In general though, if you can make sure that metadata fit in RAM (or a SSD-based cache), then it is much easier to ensure a fast file walker. But if a slow file walker was never a problem for you, then that’s great, you don’t need it. By fast I mean ~10 minutes per TB of pieces, which is reasonably achievable exactly if metadata of all pieces are placed on a medium faster than HDD.

The biggest and visible influence of RAM is on walkers speed, especialy the startup piece scan. For a high RAM system, this scan that we all call The File Walker, can take a few hours, and for low RAM system a few days, for a 20TB data stored node. You can see my test results on Tuning the Filewalker thread, somewhere in the last posts.
I run 2x7TB nodes on a Synology with 1GB RAM. I moved the db-es on a flash drive and reduced the log level. They run just fine, all walkers finish, even the startup one, but… it can take even a week or more when they are full.
But I disabled the lazzy mode and the startup scan on all my nodes. I don’t have to run them on each restart, so not big of a deal now the lack of RAM.
If you also want to do something else on your system, you want it to be responsive. So here again the more RAM helps a lot.

Well, technically, we seem to be obsessing about RAM in order to make filewalkers run as quick as possible. But these are not strictly necessary for the node to run just fine (provided no database issues have occurred). Doesn’t matter if it take 2 hours or two days to run.
This may chime in with @lookisbenfb’s experience.

Well, it seems that you realy need to run filewalkers from time to time, and for the huge nodes that we have today, that will only get bigger, to run them in a few days you need a lot of RAM. Imagine the recent testing will be the usual load. Add on top of that a piecescan of 20TB and you have an HDD on full usage 24/7 with walker finishing in weeks.

• Exercise a
Can you update the entries from the line that contains "Accept that the wooden" through the last line of the entries so that "bounding box" becomes "enclosing rectangle" and nothing else changes?
These entries have no connection to the file walker discussion.

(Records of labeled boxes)
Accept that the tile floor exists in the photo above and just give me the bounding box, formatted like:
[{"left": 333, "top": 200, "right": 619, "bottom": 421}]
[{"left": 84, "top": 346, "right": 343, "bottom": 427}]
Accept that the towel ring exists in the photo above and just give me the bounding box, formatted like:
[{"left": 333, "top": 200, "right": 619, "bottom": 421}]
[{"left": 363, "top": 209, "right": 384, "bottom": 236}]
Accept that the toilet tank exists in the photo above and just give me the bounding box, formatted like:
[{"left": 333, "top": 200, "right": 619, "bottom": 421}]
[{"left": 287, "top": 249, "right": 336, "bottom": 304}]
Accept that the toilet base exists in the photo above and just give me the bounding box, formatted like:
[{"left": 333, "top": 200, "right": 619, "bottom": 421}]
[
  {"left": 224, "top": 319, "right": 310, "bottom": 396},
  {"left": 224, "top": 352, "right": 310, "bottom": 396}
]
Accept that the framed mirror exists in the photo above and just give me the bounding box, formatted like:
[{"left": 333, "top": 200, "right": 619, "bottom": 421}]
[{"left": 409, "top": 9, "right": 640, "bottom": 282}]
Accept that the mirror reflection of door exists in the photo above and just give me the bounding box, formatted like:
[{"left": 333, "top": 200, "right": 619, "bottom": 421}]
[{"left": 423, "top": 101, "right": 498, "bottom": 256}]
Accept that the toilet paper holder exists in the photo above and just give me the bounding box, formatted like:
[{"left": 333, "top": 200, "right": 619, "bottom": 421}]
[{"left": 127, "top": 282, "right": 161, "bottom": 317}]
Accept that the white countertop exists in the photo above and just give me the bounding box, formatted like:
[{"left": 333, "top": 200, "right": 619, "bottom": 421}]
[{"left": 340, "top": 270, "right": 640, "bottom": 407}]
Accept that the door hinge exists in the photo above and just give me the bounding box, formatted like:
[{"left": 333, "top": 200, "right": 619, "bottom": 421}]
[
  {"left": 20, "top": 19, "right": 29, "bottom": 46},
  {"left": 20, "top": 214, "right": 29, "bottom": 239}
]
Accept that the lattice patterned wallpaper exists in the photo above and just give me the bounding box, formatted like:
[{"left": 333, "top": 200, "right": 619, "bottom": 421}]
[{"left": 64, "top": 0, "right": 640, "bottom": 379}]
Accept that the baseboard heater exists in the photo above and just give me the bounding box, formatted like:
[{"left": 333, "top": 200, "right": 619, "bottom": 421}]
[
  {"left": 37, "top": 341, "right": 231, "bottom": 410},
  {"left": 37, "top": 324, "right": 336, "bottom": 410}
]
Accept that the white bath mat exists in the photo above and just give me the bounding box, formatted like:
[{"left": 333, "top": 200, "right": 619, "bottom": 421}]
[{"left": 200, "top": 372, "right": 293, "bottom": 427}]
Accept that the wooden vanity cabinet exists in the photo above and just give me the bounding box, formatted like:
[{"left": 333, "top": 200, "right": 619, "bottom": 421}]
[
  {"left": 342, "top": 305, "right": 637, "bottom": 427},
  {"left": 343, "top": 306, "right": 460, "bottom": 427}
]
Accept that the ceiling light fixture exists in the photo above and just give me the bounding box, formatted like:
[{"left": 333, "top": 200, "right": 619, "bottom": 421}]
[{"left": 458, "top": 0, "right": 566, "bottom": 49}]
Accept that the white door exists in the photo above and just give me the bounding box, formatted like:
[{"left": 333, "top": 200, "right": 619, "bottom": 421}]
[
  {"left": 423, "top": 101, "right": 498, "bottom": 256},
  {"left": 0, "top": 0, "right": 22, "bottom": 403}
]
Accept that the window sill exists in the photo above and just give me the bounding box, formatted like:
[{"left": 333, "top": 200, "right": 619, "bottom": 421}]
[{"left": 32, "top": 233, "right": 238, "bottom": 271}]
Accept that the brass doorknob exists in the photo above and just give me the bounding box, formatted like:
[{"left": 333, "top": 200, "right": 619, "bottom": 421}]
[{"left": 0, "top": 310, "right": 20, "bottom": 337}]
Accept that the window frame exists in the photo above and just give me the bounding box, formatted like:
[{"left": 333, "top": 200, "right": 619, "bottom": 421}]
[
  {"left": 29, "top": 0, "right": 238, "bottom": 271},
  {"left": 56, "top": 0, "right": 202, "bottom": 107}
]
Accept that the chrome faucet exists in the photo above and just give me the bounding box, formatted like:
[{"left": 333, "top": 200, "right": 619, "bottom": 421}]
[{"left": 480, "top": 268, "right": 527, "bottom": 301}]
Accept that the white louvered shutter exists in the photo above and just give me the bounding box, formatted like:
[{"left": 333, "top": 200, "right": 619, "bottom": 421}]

• Exercise b
Can you repeat word for word the part of the file walker discussion starting with "I run 2x7TB" and going on through "lack of RAM."?

• Task answer a
Accept that the wooden vanity cabinet exists in the photo above and just give me the enclosing rectangle, formatted like:
[{"left": 333, "top": 200, "right": 619, "bottom": 421}]
[
  {"left": 342, "top": 305, "right": 637, "bottom": 427},
  {"left": 343, "top": 306, "right": 460, "bottom": 427}
]
Accept that the ceiling light fixture exists in the photo above and just give me the enclosing rectangle, formatted like:
[{"left": 333, "top": 200, "right": 619, "bottom": 421}]
[{"left": 458, "top": 0, "right": 566, "bottom": 49}]
Accept that the white door exists in the photo above and just give me the enclosing rectangle, formatted like:
[{"left": 333, "top": 200, "right": 619, "bottom": 421}]
[
  {"left": 423, "top": 101, "right": 498, "bottom": 256},
  {"left": 0, "top": 0, "right": 22, "bottom": 403}
]
Accept that the window sill exists in the photo above and just give me the enclosing rectangle, formatted like:
[{"left": 333, "top": 200, "right": 619, "bottom": 421}]
[{"left": 32, "top": 233, "right": 238, "bottom": 271}]
Accept that the brass doorknob exists in the photo above and just give me the enclosing rectangle, formatted like:
[{"left": 333, "top": 200, "right": 619, "bottom": 421}]
[{"left": 0, "top": 310, "right": 20, "bottom": 337}]
Accept that the window frame exists in the photo above and just give me the enclosing rectangle, formatted like:
[{"left": 333, "top": 200, "right": 619, "bottom": 421}]
[
  {"left": 29, "top": 0, "right": 238, "bottom": 271},
  {"left": 56, "top": 0, "right": 202, "bottom": 107}
]
Accept that the chrome faucet exists in the photo above and just give me the enclosing rectangle, formatted like:
[{"left": 333, "top": 200, "right": 619, "bottom": 421}]
[{"left": 480, "top": 268, "right": 527, "bottom": 301}]
Accept that the white louvered shutter exists in the photo above and just give me the enclosing rectangle, formatted like:
[{"left": 333, "top": 200, "right": 619, "bottom": 421}]

• Task answer b
I run 2x7TB nodes on a Synology with 1GB RAM. I moved the db-es on a flash drive and reduced the log level. They run just fine, all walkers finish, even the startup one, but… it can take even a week or more when they are full.
But I disabled the lazzy mode and the startup scan on all my nodes. I don’t have to run them on each restart, so not big of a deal now the lack of RAM.